▸ **Your objective**: In this exercise, each record below is to be written out again exactly.

[Opening Recorded information section]

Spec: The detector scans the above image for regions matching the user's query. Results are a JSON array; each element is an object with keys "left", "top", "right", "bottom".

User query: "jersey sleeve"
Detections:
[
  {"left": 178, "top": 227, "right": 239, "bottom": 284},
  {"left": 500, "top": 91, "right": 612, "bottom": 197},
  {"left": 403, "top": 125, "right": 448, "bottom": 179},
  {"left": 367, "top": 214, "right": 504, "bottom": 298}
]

[Closing Recorded information section]

▸ **Your response**:
Spec: The detector scans the above image for regions matching the user's query. Results are a JSON array; each element is an object with keys "left", "top", "right", "bottom".

User query: "jersey sleeve"
Detections:
[
  {"left": 178, "top": 227, "right": 239, "bottom": 284},
  {"left": 500, "top": 91, "right": 612, "bottom": 197},
  {"left": 403, "top": 125, "right": 448, "bottom": 179},
  {"left": 367, "top": 214, "right": 504, "bottom": 298}
]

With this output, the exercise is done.